» **Written instruction**
How many lines in the records below contain the string "roof"? Case counts, so match capitals exactly, and reply with the number alone.

(Pointing records)
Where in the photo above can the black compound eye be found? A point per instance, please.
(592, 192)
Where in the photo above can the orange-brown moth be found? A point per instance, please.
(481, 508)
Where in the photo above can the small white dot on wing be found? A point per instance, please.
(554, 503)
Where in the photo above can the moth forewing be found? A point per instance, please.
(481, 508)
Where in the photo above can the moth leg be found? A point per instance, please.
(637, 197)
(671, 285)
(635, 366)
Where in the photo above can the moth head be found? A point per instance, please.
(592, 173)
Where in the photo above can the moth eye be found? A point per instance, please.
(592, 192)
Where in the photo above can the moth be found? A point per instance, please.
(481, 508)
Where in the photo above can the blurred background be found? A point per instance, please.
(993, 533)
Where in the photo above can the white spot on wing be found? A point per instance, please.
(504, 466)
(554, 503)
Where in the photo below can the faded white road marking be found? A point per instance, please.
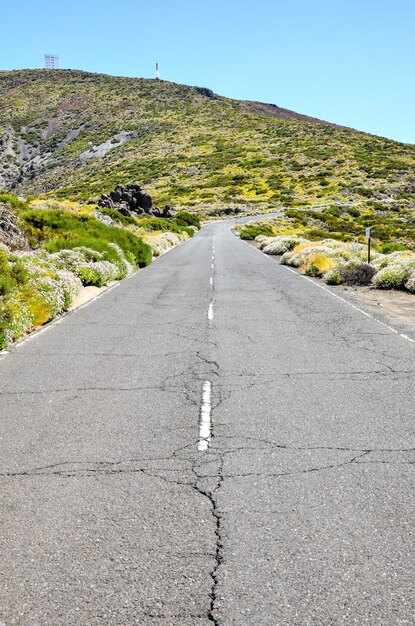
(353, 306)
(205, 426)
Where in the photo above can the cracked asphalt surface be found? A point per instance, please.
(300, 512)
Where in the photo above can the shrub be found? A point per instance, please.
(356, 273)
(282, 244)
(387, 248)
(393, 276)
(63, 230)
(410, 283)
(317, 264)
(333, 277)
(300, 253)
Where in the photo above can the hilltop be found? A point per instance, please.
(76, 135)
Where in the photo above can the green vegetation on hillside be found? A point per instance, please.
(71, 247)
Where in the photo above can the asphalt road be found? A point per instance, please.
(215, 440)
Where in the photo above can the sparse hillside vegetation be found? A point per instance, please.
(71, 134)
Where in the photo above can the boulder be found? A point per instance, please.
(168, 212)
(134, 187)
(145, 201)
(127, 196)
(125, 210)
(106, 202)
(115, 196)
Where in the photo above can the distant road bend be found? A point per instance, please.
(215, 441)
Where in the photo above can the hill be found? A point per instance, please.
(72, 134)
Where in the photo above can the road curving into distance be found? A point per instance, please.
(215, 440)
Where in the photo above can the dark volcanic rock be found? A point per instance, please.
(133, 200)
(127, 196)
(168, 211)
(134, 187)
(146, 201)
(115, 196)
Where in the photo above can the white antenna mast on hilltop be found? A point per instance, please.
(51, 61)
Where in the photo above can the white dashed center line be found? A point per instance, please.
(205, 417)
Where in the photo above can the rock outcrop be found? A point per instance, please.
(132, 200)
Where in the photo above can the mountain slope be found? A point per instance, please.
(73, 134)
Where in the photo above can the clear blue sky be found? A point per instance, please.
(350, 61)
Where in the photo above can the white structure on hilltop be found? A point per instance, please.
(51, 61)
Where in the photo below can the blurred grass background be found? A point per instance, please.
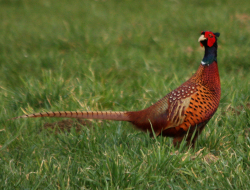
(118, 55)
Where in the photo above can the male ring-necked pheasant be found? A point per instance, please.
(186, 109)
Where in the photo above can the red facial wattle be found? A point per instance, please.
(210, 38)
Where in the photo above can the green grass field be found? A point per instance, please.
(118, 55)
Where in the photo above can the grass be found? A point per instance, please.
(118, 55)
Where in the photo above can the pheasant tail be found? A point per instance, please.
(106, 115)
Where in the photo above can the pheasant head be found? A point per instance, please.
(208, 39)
==
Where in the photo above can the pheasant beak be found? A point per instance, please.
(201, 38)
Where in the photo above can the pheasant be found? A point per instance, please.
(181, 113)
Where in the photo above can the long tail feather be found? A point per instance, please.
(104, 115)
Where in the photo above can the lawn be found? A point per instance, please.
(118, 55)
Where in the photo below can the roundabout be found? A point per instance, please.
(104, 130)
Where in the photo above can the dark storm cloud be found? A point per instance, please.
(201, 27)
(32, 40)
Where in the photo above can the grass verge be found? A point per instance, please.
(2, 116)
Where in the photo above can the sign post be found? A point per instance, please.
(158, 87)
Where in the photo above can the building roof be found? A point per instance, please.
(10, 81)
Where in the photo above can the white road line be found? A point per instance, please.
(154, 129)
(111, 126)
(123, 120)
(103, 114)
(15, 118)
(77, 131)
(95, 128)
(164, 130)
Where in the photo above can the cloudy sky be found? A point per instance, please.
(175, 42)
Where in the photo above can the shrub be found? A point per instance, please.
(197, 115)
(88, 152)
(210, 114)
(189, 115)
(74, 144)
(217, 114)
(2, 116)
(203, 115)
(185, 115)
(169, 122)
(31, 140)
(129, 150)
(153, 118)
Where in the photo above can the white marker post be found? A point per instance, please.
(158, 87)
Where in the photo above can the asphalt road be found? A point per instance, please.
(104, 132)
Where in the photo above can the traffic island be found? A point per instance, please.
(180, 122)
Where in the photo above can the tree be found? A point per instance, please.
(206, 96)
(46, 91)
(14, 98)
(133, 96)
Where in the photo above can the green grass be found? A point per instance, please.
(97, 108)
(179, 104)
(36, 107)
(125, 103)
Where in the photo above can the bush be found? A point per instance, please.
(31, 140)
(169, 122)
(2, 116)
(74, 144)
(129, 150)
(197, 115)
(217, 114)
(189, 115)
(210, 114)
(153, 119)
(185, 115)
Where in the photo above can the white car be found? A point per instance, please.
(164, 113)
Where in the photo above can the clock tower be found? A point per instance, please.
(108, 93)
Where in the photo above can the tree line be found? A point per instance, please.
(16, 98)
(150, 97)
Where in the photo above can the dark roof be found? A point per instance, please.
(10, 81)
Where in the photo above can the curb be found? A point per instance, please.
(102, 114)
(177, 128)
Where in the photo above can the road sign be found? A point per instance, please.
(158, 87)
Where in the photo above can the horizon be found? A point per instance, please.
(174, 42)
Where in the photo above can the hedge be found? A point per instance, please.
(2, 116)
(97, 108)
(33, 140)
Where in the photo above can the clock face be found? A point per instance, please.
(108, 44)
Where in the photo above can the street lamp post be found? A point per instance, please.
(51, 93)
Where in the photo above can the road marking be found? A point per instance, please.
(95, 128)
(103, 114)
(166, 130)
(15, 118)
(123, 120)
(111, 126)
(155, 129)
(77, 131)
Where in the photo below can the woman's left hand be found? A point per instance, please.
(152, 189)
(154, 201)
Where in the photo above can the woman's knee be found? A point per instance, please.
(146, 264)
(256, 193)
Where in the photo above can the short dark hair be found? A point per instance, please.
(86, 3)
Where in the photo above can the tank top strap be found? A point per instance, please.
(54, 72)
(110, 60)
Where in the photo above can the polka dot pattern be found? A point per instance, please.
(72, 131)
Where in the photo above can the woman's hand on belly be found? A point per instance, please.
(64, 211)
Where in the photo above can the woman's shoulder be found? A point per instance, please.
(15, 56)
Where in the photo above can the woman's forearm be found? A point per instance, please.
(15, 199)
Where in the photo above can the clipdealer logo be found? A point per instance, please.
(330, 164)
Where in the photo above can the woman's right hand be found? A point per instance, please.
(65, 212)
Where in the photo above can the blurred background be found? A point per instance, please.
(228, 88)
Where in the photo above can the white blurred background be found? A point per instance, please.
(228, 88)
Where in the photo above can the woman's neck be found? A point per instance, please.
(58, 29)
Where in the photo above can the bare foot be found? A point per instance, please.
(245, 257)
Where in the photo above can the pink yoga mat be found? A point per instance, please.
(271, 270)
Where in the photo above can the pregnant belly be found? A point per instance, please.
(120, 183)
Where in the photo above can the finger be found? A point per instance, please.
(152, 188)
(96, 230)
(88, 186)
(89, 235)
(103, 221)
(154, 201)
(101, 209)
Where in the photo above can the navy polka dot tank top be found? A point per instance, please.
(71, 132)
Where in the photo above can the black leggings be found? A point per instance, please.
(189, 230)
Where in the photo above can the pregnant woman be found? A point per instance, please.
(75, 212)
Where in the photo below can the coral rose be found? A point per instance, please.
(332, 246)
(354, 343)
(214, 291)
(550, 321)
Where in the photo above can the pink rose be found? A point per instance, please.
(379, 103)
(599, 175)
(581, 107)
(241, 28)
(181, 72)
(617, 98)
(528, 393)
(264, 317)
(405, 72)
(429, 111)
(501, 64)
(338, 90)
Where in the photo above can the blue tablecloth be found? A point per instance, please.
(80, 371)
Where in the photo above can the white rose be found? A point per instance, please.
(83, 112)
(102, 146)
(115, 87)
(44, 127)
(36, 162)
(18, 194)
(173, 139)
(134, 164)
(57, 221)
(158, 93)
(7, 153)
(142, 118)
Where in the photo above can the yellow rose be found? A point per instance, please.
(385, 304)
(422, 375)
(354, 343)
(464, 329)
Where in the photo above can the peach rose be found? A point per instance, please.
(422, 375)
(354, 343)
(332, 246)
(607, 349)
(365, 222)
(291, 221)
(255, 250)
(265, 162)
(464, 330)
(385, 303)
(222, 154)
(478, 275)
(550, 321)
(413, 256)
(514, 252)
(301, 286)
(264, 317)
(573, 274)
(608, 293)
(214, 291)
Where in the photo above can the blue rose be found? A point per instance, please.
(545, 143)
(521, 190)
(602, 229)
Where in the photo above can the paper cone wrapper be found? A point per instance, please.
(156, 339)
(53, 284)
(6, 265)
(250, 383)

» **Reply**
2